* **GOAL**: Starting at the beginning of the material and going on through the line with "<point>347,71</point>", write out every line again, shifting each coordinate in the answers up by 20.

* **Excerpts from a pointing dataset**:
— begin —
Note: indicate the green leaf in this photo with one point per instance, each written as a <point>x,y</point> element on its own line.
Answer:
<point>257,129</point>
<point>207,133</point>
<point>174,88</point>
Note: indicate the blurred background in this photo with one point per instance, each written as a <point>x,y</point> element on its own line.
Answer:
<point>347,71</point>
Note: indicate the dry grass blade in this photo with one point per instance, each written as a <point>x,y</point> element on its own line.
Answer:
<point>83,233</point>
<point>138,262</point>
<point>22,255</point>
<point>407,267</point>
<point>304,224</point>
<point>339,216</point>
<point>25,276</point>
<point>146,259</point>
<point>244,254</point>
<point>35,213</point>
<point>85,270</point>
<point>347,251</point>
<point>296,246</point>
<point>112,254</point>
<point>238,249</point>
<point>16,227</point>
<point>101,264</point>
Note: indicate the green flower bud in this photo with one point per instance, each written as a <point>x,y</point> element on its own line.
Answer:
— end —
* **EXERCISE RESPONSE**:
Note: indicate the green leaf in this photo with one point per instance, each written as a <point>x,y</point> element on its own line.
Answer:
<point>277,149</point>
<point>227,153</point>
<point>194,108</point>
Note: indicate the blurred background in this photo with one point per instance, each written as a <point>x,y</point> element on its own line.
Answer:
<point>367,91</point>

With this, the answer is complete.